### Work to be completed
What is the number of lines in the following data that contain "object"? Answer with the number alone.

[[ Recorded information open ]]

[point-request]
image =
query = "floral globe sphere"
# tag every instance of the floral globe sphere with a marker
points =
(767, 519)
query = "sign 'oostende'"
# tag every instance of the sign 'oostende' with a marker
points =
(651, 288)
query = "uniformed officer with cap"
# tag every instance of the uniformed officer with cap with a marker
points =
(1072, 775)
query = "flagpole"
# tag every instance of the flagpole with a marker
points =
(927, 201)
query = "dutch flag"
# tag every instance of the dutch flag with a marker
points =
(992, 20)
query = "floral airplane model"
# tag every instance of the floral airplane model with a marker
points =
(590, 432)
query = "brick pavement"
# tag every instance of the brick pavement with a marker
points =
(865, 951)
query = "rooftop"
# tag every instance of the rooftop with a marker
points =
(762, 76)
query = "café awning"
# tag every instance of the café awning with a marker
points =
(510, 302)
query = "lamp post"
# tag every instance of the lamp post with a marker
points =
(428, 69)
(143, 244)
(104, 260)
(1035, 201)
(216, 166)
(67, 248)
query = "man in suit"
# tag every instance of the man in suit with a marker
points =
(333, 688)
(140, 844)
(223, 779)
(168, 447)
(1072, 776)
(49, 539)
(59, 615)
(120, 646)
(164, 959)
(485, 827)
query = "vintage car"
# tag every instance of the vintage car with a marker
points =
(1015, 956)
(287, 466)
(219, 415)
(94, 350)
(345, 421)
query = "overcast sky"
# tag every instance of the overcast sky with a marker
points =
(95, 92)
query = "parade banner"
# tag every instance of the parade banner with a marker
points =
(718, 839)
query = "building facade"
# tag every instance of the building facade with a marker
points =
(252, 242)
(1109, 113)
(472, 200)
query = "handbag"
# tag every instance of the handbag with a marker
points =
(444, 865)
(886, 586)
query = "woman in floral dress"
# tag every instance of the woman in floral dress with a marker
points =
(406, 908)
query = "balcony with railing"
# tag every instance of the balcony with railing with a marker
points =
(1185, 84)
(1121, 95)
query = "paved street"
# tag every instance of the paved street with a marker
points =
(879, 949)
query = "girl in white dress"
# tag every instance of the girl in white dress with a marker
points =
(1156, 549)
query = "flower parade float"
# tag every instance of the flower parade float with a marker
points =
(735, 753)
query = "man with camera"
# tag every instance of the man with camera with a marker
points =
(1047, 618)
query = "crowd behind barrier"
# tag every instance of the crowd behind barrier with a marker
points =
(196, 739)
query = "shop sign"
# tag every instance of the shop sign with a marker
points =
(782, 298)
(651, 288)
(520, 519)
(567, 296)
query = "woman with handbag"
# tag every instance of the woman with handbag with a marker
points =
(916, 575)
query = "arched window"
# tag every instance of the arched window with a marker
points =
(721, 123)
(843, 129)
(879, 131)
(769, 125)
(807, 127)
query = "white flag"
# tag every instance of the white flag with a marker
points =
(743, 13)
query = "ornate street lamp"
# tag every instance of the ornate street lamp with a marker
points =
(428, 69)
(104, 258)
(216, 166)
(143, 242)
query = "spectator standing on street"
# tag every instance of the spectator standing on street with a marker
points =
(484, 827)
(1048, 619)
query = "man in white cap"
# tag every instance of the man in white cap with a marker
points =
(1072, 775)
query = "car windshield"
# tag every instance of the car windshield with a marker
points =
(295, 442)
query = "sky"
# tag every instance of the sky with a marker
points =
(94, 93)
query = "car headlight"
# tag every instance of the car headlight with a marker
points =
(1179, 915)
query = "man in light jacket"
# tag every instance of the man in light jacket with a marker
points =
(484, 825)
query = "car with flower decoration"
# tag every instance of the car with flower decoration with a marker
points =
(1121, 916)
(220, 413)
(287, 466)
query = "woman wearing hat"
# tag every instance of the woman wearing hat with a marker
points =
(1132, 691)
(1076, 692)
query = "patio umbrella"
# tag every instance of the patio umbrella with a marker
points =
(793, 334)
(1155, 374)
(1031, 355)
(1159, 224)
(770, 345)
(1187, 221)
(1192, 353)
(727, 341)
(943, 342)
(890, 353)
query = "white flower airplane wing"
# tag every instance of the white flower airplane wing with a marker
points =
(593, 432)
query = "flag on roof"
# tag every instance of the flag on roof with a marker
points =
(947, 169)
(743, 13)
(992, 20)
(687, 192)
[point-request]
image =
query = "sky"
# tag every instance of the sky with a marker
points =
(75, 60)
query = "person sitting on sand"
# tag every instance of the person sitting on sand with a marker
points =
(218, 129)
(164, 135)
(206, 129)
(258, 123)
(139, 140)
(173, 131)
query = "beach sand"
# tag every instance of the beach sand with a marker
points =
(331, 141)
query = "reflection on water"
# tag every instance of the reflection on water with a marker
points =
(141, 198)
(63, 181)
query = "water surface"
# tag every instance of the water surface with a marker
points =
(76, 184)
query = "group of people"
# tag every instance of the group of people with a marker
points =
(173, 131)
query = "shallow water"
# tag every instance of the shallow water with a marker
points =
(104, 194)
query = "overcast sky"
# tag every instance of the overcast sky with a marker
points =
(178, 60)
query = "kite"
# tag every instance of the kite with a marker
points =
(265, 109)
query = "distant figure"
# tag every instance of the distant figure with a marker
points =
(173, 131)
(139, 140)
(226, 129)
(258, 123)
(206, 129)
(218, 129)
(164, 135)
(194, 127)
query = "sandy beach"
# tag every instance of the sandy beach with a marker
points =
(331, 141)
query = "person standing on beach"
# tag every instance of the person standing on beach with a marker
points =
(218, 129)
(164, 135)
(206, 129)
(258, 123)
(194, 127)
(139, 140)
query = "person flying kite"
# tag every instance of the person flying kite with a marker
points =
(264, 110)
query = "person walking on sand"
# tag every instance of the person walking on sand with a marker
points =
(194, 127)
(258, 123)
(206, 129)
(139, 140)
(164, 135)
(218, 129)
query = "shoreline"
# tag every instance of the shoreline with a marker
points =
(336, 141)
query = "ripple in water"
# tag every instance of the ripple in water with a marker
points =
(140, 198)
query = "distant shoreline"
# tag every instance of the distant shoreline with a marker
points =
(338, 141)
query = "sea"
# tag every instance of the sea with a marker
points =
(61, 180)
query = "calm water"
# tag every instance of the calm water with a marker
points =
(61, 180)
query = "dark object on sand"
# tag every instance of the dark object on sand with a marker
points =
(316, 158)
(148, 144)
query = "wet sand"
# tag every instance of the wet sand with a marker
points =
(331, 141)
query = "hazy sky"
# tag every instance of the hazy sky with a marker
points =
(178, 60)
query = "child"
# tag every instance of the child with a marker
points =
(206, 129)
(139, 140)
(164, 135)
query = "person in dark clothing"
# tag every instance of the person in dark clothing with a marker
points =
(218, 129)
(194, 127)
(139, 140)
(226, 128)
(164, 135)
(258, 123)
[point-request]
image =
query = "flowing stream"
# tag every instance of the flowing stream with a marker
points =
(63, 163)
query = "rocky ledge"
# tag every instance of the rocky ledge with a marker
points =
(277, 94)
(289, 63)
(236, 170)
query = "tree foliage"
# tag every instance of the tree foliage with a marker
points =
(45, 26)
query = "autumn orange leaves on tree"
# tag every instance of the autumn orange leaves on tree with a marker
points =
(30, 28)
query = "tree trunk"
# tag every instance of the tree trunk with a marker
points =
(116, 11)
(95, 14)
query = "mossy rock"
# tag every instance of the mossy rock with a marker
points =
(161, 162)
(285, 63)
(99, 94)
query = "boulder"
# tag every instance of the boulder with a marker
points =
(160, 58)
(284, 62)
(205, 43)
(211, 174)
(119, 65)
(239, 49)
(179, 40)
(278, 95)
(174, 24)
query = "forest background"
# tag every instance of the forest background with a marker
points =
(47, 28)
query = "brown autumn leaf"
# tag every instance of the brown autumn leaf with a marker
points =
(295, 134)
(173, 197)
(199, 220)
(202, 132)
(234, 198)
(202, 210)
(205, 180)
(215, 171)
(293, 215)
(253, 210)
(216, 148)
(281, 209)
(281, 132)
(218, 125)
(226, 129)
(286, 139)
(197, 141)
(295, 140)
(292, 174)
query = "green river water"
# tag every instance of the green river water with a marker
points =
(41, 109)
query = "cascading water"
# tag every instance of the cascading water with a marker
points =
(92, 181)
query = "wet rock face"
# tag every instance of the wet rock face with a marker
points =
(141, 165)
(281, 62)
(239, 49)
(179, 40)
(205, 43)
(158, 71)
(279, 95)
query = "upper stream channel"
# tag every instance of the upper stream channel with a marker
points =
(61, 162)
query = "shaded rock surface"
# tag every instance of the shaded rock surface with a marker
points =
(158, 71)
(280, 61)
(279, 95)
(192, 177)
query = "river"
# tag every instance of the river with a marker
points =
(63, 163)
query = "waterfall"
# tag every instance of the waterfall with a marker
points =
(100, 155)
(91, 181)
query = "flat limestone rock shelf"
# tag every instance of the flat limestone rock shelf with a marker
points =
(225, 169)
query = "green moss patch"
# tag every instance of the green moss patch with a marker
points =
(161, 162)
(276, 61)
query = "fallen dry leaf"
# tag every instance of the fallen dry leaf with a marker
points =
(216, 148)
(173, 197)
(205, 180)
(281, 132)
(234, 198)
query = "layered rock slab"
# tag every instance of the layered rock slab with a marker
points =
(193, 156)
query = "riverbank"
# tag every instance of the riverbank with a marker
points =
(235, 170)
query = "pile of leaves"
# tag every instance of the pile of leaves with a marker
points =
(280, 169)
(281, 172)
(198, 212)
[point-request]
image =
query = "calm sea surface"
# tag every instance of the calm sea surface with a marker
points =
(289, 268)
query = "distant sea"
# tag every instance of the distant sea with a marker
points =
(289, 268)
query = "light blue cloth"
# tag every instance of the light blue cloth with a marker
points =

[[ Recorded information closed ]]

### Solved exercise
2